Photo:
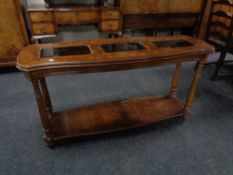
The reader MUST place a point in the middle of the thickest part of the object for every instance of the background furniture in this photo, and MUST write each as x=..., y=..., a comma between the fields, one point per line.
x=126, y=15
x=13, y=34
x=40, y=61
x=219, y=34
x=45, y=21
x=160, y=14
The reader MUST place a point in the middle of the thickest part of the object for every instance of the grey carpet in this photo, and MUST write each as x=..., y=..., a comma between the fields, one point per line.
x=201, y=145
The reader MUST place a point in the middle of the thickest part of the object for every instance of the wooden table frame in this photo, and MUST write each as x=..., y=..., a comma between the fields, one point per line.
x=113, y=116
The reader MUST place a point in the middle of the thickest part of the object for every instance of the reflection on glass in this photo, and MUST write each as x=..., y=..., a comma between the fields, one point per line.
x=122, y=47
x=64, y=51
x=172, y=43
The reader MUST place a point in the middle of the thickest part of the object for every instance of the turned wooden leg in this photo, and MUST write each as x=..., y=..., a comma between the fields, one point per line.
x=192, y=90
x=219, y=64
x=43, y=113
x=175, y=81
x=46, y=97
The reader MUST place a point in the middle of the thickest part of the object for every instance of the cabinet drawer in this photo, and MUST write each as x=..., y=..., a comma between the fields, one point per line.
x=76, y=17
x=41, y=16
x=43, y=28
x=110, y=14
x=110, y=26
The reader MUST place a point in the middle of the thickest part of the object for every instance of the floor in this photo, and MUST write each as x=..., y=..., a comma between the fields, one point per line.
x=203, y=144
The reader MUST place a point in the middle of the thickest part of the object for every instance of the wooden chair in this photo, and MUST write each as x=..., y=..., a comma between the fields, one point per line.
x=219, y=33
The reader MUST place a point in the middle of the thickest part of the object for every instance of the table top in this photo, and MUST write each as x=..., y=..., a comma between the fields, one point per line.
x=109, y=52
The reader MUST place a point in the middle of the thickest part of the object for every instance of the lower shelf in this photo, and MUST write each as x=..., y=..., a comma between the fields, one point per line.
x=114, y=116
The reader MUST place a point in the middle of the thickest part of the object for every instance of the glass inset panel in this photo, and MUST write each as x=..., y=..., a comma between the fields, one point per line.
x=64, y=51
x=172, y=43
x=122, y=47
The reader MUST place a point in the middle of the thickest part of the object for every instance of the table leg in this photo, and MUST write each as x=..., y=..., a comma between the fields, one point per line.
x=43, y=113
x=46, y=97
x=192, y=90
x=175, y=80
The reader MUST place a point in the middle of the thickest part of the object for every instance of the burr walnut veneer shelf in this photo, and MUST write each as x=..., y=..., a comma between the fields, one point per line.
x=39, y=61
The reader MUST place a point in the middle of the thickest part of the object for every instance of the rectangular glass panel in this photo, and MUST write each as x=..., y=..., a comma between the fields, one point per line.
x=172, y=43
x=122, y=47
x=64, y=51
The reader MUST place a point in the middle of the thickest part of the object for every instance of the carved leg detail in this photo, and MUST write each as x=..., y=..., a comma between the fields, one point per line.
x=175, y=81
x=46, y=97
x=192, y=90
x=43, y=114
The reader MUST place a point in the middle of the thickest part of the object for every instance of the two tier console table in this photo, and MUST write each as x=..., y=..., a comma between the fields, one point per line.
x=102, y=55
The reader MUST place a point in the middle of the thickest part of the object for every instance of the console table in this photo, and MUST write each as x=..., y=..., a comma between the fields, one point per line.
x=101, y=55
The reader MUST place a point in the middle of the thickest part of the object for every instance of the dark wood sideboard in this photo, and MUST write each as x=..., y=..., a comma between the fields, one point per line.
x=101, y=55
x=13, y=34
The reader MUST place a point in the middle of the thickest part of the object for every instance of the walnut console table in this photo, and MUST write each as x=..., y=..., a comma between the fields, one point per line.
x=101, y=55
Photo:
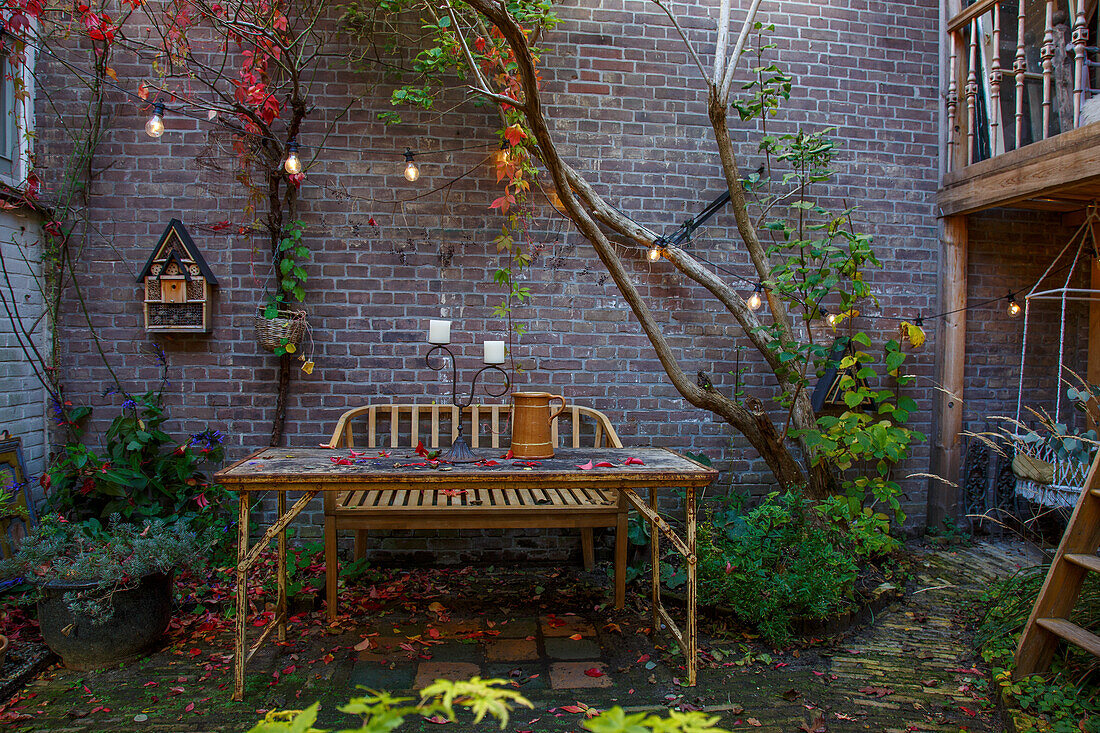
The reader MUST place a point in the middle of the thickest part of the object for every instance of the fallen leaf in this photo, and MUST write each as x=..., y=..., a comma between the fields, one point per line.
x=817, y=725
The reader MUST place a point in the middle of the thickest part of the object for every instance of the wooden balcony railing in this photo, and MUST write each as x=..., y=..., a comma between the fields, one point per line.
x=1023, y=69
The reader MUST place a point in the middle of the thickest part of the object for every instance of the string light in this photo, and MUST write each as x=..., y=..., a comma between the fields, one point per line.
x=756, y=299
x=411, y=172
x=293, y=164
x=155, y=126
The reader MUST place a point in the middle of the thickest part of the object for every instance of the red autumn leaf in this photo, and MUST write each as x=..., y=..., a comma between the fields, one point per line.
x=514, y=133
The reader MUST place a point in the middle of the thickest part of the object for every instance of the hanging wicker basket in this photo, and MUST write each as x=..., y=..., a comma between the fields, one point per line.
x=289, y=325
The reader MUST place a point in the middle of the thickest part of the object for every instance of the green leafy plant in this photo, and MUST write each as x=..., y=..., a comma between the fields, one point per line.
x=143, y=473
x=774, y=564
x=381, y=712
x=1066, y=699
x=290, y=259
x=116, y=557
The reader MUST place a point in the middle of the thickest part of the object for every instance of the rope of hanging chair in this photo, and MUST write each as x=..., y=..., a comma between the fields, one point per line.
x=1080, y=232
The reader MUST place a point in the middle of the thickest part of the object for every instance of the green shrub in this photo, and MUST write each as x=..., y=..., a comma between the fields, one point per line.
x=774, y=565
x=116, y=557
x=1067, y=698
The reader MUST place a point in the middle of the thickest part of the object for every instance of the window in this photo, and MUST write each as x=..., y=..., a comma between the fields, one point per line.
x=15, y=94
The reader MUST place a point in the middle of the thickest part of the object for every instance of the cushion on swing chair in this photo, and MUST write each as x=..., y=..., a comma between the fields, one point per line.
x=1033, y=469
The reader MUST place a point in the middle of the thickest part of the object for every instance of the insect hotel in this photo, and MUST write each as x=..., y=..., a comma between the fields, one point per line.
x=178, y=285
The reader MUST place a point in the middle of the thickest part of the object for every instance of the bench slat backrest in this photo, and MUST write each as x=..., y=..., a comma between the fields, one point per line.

**WRITTEN PROBLEM:**
Reproduce all of the data above word for word, leaving out the pictures.

**RESPONSE:**
Photo:
The reader MUST place a point in the middle of the thickest part of the object for every instance of the background furniture in this photo, and MUST write each as x=..., y=..., a comma between the fields, one point per line.
x=126, y=15
x=13, y=34
x=40, y=61
x=219, y=34
x=45, y=21
x=160, y=14
The reader MUST place a point in the middle of the thickest part of the object for every instance of the grey carpet in this photo, and MUST write each as x=..., y=..., a comma between the fields, one point per line.
x=201, y=145
The reader MUST place a point in the middle of the thickest part of the object for every instance of the wooden table frame in this photo, and MUST write each as x=..., y=..., a comma between the fields, one point per line.
x=113, y=116
The reader MUST place a point in the middle of the thickest part of the object for every instance of the reflection on glass in this photo, and MUST write each as x=..., y=..., a comma between the fields, one point per line.
x=122, y=47
x=64, y=51
x=172, y=43
The reader MUST place a point in the middle of the thickest part of the object for every instance of the turned wooden leg in this photo, and MUST write each as x=..., y=..., a comma between the fields, one point per line.
x=192, y=90
x=219, y=64
x=43, y=113
x=175, y=81
x=46, y=97
The reader MUST place a point in the middle of the thickest part of the object for every instance of the cabinet drawer in this photo, and MUST write each as x=..., y=..., a comma between the fields, one point per line.
x=76, y=17
x=41, y=16
x=43, y=28
x=110, y=14
x=110, y=26
The reader MUST place a point in the middle of the thickest part of the object for every instance of the floor in this photo, and MUST write each as x=..., y=..., a comma between the fields, one point per line.
x=203, y=144
The reader MUST place a point in the middle of the thickest part of the object for every instance of the wooden chair in this photo, and MUST write each as x=..., y=..., a comma between the fields, one point per line.
x=219, y=33
The reader MUST place a point in the middle of the thickest part of the object for every instance of the table top in this photo, and MUST write each as x=..., y=..., a comma between the fields, one point per line.
x=109, y=52
The reader MUST place a point in the middle of the thickest part of the object for every instance of the lower shelf in this photo, and MUST write each as x=..., y=..., a comma between the fields, one point per line.
x=114, y=116
The reader MUST place a point in the middle of the thickest part of the object for every instance of the glass inset panel in this photo, and MUST write each as x=..., y=..., a comma between the fields, one point per line.
x=64, y=51
x=172, y=43
x=122, y=47
The reader MUST place a point in the middle of the thickest part of the object for every instance of the table leg in this photo, and MUST write each as x=..., y=..., a comma between the fields, one point per line.
x=43, y=113
x=46, y=97
x=192, y=90
x=175, y=80
The reader MUST place a point in the middle of the thickest part of the object for every instance of the burr walnut veneer shelf in this photo, and MUST write each as x=..., y=..., a comma between the fields, one point per line.
x=39, y=61
The reader MUST place a point in the middle of the thickest part of the object for every instance of the rectangular glass panel in this photo, and MUST write each as x=..., y=..., a comma between the fields, one point per line.
x=172, y=43
x=122, y=47
x=64, y=51
The reader MUST place a point in the middle of the thickest part of the object for every instance of the carved leg detail in this photo, and MUST write each as x=..., y=..., a comma between the fields, one point per line.
x=175, y=81
x=46, y=97
x=192, y=90
x=43, y=114
The reader MUST place a point in the middle of the thickest part of the object for every instance of the two tier console table in this photo, and MUST write each as x=..., y=..., a comma between the fields, one point per line.
x=102, y=55
The reader MUST place a point in the middle of the thickest part of the object for every instance of the console table in this photo, and MUST write each as x=..., y=..., a comma between the fields, one point per line.
x=101, y=55
The reader MUST place a point in the middle of the thickest part of the object for every instance of the dark wood sideboard in this photo, and MUST write each as x=..., y=..., a comma between the fields, one point per line.
x=101, y=55
x=13, y=34
The reader MUST place a point in the middle of the thickest part of the object for every instance of the walnut console table in this photo, and MUST write each as x=..., y=..., a comma between the fields, one point per line.
x=101, y=55
Photo:
The reader MUST place a point in the middle of the thickest part of the object for every instance of the fallen leaf in this photo, and MUST write each as x=..., y=..., a comma between the fields, one point per line.
x=817, y=725
The reader MUST place a point in the middle of the thickest part of the object for every instance of the wooden balcony railing in this photo, and MUST write each as x=..., y=..., a comma between the fields, one point per line.
x=1023, y=69
The reader MUST place a point in the middle of the thickest part of the object for every instance of the string light in this photo, and MUST write each as x=..., y=..., a comma between the fields, one point per line.
x=756, y=299
x=411, y=172
x=293, y=164
x=155, y=126
The reader MUST place a point in the middle of the thickest part of the object for every instance of the red autumn leaf in this photo, and MUST write each as x=..., y=..., a comma between the fields, one point per line.
x=514, y=133
The reader MUST place a point in the middle of the thickest part of the object for every instance of the hanging wicker basket in this photo, and MUST write each as x=..., y=..., a comma between the fields, one point per line.
x=289, y=325
The reader MUST place a point in the middle of the thickest part of the object for every instance of the green leafy plant in this photo, and MUST write each as x=..., y=..., a comma between the fields, one point per line.
x=143, y=473
x=774, y=564
x=381, y=712
x=1066, y=699
x=290, y=259
x=116, y=557
The reader MUST place a point in the middle of the thickest part of the object for every instance of the rope of hanging chair in this photo, and MUST write each as x=..., y=..., a comma between the fields, one point per line.
x=1080, y=232
The reader MUST place a point in the middle of the thickest part of the object for every instance of the green shrub in this photo, and MUST write each as x=..., y=..., a comma between the fields, one point per line.
x=774, y=565
x=116, y=557
x=1067, y=698
The reader MUST place a point in the middle of the thickest part of the object for every instance of the window in this photo, and MUST write each as x=..., y=..., a comma between the fields, one point per line.
x=15, y=94
The reader MUST place a point in the middle of the thickest part of the object for every instance of the cushion on swing chair in this photo, and MUST write each as x=..., y=..., a comma between the fields, one point per line.
x=1033, y=469
The reader MUST place a point in the middle of the thickest part of the object for every instance of the insect hotel in this photo, and MUST write each as x=..., y=..., a comma between the fields, one point per line.
x=178, y=285
The reader MUST place a point in the middle of the thickest part of the object for every instance of the bench slat backrest in this photo, and MUST write each as x=..., y=..., a comma between the fields, one point per line.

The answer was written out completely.